PROBLEM 1
In the text on compression and diagnostic errors, repeat word for word the section starting with "The statistical significance" and going on through "the DC raters.".
PROBLEM 2
Answer these questions using the text on compression and diagnostic errors:
(a) Which statistical test was used to assess the significance of the compression effects on diagnostic scoring?
(b) At which compression ratio was no diagnostic error resulting from compression observed?
(c) What was the observed mean baseline error rate for the DC raters?

EXTRACT TO READ Start Marker

The statistical significance of the compression effects on diagnostic scoring was assessed by the one-sided Student t-test for equivalence. This test compared the distribution of the rater-specific baseline rate of diagnostic errors with the corresponding distributions for total diagnostic errors at CR 10:1 and CR 16:1 (note that at CR 6:1 no diagnostic error resulting from compression was observed). These error distributions for the raters evaluating compressed images were obtained by merging the baseline errors (observed during the assessment of the uncompressed ROIs) with the additional QD2 errors that were reported for the ROIs showing the compressed images. Tables 7 and 8 list the means and the SDs of the error rates. The observed mean baseline error rate was 6.7% for the DC+ raters and 9% for the DC raters.

EXTRACT TO READ End Marker
GIVEN DATA Start Marker

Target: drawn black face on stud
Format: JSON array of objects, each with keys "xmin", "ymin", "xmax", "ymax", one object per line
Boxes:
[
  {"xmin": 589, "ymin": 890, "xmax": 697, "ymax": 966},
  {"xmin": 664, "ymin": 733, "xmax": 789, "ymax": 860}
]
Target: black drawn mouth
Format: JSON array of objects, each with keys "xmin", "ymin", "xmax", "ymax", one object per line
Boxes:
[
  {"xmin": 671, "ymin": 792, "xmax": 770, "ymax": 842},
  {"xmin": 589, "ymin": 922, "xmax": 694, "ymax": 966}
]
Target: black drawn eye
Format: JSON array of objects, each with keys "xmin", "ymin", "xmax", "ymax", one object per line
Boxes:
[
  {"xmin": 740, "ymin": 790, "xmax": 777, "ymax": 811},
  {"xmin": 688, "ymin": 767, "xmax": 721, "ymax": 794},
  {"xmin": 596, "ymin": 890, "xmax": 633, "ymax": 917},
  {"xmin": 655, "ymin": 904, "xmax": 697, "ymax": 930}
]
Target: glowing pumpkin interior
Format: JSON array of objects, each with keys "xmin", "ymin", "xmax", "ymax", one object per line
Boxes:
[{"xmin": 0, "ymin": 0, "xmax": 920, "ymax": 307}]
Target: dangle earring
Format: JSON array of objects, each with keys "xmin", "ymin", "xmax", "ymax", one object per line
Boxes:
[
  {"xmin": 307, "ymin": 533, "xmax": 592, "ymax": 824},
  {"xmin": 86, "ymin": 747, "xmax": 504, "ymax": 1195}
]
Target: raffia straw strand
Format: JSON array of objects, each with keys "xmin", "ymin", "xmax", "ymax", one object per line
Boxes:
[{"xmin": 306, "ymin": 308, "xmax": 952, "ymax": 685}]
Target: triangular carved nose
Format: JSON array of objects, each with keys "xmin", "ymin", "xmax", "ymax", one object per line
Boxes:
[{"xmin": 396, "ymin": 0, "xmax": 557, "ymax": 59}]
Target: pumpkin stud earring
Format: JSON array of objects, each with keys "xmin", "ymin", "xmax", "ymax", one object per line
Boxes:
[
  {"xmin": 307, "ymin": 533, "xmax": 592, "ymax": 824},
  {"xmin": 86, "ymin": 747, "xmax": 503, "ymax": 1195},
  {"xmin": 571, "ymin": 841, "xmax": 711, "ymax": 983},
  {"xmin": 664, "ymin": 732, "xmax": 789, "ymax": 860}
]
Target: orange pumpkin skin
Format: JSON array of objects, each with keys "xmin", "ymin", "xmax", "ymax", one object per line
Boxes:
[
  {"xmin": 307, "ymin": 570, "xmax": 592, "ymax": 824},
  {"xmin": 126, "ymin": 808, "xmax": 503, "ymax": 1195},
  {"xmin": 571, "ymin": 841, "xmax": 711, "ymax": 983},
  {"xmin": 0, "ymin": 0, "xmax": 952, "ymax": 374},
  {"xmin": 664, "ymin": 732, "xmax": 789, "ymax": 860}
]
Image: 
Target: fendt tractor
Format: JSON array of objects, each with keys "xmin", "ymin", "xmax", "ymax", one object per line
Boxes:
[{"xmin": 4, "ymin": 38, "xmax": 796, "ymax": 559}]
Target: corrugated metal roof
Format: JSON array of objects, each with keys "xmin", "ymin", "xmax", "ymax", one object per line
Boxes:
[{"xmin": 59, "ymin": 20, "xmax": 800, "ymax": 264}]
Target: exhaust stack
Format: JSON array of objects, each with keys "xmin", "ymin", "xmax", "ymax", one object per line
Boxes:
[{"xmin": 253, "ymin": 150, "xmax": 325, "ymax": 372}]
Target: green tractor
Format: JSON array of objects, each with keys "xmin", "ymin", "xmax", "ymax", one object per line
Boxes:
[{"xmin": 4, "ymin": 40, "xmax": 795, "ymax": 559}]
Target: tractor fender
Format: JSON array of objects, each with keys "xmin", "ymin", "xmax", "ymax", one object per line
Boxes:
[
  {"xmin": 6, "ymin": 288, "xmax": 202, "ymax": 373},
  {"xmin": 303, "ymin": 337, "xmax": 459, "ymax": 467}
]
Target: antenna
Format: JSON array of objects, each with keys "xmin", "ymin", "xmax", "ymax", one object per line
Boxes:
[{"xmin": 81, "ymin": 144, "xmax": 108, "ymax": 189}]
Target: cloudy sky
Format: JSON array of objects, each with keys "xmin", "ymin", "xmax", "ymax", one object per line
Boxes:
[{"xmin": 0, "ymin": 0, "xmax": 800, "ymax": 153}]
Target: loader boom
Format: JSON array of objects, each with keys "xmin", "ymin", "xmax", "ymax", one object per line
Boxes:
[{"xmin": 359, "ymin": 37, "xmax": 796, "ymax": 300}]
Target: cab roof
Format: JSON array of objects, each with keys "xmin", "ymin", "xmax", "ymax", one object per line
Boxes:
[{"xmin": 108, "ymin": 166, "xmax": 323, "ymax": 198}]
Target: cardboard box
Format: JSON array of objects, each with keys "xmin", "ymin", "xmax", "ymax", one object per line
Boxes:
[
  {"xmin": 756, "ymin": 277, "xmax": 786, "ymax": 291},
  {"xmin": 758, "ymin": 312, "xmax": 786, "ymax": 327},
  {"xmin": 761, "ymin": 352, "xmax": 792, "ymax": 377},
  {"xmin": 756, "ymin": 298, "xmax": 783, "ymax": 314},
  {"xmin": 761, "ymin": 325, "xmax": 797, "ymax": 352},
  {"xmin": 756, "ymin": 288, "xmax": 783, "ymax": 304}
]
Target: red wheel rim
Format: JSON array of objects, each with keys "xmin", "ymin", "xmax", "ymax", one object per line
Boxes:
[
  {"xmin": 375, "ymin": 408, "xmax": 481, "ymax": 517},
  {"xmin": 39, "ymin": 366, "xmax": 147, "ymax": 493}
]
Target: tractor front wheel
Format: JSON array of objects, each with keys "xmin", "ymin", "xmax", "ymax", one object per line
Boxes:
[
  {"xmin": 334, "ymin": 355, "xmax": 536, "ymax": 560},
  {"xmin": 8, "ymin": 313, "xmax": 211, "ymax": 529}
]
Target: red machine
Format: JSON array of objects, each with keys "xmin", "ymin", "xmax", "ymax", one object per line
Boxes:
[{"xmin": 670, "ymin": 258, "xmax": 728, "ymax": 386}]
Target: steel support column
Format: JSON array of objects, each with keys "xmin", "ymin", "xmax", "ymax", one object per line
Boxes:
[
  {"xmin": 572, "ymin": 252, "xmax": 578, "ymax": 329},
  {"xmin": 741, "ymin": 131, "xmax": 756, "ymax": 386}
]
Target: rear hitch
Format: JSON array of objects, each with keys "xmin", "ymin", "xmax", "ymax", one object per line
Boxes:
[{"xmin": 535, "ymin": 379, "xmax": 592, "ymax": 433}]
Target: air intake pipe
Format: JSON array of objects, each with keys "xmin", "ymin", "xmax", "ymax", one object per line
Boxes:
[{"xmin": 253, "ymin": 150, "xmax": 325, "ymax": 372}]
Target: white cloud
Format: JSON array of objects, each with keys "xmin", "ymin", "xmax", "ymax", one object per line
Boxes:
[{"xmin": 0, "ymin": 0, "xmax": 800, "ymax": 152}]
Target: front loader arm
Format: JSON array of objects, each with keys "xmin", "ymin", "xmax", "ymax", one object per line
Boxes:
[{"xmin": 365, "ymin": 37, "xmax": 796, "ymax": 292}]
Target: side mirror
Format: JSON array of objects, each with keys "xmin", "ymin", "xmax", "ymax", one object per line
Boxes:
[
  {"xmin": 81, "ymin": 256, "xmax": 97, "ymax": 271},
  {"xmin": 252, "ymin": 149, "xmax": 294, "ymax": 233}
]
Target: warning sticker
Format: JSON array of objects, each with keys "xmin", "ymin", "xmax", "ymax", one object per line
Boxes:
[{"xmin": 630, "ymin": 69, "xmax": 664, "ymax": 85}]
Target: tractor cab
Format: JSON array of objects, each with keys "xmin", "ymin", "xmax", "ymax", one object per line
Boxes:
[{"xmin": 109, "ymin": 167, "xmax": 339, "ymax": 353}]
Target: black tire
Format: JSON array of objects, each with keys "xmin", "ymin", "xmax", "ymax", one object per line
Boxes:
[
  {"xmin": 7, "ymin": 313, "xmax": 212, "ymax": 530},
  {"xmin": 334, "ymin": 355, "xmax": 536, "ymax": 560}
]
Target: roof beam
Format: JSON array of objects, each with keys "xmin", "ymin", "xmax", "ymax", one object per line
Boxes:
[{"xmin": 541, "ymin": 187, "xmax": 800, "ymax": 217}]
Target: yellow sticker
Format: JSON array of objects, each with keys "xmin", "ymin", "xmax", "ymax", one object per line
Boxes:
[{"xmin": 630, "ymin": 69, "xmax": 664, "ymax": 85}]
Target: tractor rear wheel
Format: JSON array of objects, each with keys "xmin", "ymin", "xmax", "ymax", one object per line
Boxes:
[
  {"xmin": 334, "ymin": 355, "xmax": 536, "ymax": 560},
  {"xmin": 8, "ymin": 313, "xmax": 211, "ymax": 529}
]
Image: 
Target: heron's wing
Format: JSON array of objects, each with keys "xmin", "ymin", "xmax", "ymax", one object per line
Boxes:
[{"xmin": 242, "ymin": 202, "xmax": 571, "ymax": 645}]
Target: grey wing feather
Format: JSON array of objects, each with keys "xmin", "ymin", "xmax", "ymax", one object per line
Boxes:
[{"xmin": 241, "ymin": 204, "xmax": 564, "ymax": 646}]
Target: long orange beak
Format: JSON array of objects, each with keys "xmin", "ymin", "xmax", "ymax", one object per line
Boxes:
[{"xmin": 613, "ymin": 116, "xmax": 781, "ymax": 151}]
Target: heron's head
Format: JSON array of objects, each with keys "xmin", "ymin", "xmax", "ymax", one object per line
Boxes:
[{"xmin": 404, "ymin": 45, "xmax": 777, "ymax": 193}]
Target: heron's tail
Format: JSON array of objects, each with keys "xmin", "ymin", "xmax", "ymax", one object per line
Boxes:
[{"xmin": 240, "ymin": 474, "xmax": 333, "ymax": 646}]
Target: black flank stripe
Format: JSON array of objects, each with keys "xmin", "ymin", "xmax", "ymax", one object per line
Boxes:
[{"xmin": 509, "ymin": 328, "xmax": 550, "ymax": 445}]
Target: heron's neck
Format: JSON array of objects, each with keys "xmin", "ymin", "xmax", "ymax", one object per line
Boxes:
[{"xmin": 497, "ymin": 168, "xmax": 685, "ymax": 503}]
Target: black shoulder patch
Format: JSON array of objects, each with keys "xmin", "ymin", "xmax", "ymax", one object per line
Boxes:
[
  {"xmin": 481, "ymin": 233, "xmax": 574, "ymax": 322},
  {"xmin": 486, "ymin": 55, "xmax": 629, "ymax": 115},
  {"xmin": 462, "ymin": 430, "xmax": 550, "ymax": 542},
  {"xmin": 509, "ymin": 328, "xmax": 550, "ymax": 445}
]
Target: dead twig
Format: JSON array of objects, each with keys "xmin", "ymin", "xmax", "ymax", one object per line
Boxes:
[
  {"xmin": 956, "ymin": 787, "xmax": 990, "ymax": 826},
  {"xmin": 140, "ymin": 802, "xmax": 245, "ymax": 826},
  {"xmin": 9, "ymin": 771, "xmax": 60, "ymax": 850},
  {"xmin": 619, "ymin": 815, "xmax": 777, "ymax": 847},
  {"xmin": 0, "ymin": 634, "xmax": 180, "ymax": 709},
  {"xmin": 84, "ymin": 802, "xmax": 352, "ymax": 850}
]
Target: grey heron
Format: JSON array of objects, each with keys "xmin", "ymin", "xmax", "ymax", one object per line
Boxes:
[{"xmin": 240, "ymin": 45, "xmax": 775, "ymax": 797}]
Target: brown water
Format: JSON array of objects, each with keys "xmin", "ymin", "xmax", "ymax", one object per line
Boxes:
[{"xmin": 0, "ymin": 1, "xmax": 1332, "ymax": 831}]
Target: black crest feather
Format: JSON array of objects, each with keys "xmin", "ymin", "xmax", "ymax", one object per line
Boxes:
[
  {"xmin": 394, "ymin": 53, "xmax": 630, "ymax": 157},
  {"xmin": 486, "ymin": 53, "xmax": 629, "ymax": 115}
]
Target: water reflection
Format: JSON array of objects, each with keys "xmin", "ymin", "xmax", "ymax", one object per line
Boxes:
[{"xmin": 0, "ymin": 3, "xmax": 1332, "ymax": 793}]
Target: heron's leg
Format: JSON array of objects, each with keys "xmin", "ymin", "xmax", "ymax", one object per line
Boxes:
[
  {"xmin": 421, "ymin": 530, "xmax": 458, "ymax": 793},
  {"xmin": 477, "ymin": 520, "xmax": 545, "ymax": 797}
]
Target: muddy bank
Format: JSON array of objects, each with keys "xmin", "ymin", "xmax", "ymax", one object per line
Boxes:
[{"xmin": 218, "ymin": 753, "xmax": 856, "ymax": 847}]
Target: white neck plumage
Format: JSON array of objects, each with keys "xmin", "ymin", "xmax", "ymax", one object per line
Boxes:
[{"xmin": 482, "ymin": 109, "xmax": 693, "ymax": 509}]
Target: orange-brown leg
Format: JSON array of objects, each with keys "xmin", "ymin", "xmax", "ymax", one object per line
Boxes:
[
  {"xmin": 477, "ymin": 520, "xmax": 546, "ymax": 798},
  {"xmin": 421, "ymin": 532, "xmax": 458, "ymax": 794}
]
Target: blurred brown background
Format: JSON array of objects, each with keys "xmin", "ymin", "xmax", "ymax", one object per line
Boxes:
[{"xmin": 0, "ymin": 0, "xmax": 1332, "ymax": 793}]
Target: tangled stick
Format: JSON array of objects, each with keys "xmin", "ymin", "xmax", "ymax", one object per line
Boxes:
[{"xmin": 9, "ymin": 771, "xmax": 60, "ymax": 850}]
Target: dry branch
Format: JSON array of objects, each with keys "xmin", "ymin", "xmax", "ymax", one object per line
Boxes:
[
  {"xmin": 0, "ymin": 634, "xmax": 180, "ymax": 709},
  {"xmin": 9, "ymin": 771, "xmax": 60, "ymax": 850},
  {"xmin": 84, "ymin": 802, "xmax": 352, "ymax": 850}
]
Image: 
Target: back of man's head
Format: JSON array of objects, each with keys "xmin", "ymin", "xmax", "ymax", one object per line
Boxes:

GIVEN DATA End Marker

FINAL ANSWER 1
The statistical significance of the compression effects on diagnostic scoring was assessed by the one-sided Student t-test for equivalence. This test compared the distribution of the rater-specific baseline rate of diagnostic errors with the corresponding distributions for total diagnostic errors at CR 10:1 and CR 16:1 (note that at CR 6:1 no diagnostic error resulting from compression was observed). These error distributions for the raters evaluating compressed images were obtained by merging the baseline errors (observed during the assessment of the uncompressed ROIs) with the additional QD2 errors that were reported for the ROIs showing the compressed images. Tables 7 and 8 list the means and the SDs of the error rates. The observed mean baseline error rate was 6.7% for the DC+ raters and 9% for the DC raters.

FINAL ANSWER 2
(a) The one-sided Student t-test for equivalence.
(b) CR 6:1.
(c) 9%.